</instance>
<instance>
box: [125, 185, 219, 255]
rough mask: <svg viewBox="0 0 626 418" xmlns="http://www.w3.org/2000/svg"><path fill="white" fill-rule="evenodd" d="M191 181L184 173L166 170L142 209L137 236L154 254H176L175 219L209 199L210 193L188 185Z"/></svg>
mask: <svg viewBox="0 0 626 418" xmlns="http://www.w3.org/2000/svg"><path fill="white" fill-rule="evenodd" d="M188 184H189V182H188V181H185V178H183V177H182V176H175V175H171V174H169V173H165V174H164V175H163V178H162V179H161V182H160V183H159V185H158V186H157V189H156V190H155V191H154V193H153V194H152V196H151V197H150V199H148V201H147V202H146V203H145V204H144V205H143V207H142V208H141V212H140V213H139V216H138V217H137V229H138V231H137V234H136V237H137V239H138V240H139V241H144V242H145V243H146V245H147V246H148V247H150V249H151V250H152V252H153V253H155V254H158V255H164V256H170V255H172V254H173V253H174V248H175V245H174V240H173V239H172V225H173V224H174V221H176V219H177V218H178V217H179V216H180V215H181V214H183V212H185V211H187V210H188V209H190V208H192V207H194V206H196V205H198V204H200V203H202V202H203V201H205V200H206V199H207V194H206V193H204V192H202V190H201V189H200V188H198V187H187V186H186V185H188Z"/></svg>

= = = =

* TASK REQUIREMENTS: Could you set down every line above exactly as written?

* THE ANSWER:
</instance>
<instance>
box: [125, 185, 219, 255]
rough mask: <svg viewBox="0 0 626 418" xmlns="http://www.w3.org/2000/svg"><path fill="white" fill-rule="evenodd" d="M191 181L184 173L166 170L142 209L137 236L154 254H176L175 219L209 199L210 193L188 185Z"/></svg>
mask: <svg viewBox="0 0 626 418" xmlns="http://www.w3.org/2000/svg"><path fill="white" fill-rule="evenodd" d="M188 184H189V182H188V181H185V178H183V177H182V176H175V175H171V174H169V173H165V174H164V175H163V178H162V179H161V182H160V183H159V185H158V186H157V189H156V190H155V191H154V193H153V194H152V196H151V197H150V199H148V201H147V202H146V203H145V204H144V205H143V207H142V208H141V212H140V213H139V216H138V217H137V229H138V231H137V234H136V237H137V239H138V240H139V241H144V242H145V243H146V245H147V246H148V247H150V249H151V250H152V252H153V253H155V254H158V255H164V256H170V255H172V254H173V253H174V248H175V245H174V240H173V239H172V225H173V224H174V221H176V219H177V218H178V217H179V216H180V215H181V214H183V212H185V211H187V210H188V209H190V208H192V207H194V206H196V205H198V204H200V203H202V202H203V201H205V200H206V199H207V194H206V193H204V192H202V190H201V189H200V188H198V187H187V186H186V185H188Z"/></svg>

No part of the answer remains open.